_To be done_
Pick up the forum thread on building Solr 8.x from source and keep writing it, starting right after its final line.

_Quoted text_

....

There's your problem right there.  You are cloning the Solr repo, which 
does not have Solr 8.x.  It only has code for Solr 9.0 and later.


But you will need a couple of things before you can compile 8.x.  You 
will need ant, perl, and a Java JDK.  For Solr 8.x, I would use Java 8 
or Java 11.  I do not know whether it will work properly with Java 17 or 
later.


https://ant.apache.org/bindownload.cgi
https://strawberryperl.com/

These two programs and the Java JDK will need to be on the path.

Then you will need these commands, starting from the root of the checkout:

ant ivy-bootstrap
cd solr
ant clean package

The last command will create the .tar.gz and .zip archives which are 
very similar to what you get when you download Solr.


It is generally easier to compile Solr on an OS like Linux than on Windows.

Thanks,
Shawn



Re: SOLR-13510 patch installation

2024-08-22 Thread Shawn Heisey

On 8/22/2024 17:55, Shawn Heisey wrote:

Then you will need these commands, starting from the root of the checkout:

ant ivy-bootstrap
cd solr
ant clean package


I can confirm that Java 17 does NOT work.

....

_Given information_
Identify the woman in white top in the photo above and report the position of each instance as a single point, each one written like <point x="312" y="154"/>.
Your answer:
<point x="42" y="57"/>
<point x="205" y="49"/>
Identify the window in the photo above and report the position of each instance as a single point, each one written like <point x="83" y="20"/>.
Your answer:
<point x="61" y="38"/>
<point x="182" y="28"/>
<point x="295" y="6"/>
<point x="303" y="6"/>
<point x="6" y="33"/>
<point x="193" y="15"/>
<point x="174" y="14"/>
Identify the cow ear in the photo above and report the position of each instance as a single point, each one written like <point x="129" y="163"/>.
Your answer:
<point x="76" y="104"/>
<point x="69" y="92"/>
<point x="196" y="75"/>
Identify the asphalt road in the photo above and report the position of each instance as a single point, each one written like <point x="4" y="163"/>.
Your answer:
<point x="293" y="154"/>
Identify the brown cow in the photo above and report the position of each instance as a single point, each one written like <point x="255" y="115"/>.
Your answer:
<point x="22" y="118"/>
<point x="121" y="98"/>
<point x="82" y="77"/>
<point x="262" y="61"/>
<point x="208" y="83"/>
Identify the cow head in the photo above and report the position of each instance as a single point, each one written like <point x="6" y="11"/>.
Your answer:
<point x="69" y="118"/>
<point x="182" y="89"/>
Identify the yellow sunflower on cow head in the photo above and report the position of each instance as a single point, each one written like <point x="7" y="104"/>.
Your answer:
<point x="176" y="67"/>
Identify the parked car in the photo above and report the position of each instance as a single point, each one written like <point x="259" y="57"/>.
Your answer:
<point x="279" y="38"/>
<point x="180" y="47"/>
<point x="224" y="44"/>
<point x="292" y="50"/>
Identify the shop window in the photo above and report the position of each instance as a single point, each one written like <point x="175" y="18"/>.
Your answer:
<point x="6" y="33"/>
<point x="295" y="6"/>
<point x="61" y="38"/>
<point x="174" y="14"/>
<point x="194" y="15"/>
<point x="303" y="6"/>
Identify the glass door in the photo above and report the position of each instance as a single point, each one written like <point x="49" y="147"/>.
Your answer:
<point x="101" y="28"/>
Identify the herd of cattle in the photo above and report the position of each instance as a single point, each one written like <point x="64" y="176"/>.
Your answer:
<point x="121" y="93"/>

....

_Task answer_
I installed Java 11 (it was missing on my Windows 11 machine) and added 
this command before trying the final command:


set JAVA_HOME=C:\Program Files\Java\jdk-11

But it actually still failed.  It was trying to download artifacts from 
https://maven.restlet.com but that web server is using an expired 
certificate.


I managed to fix this by changing the following file:

lucene/default-nested-ivy-settings.xml

In that file, I replaced three instances of "maven.restlet.com" with 
"maven.restlet.talend.com".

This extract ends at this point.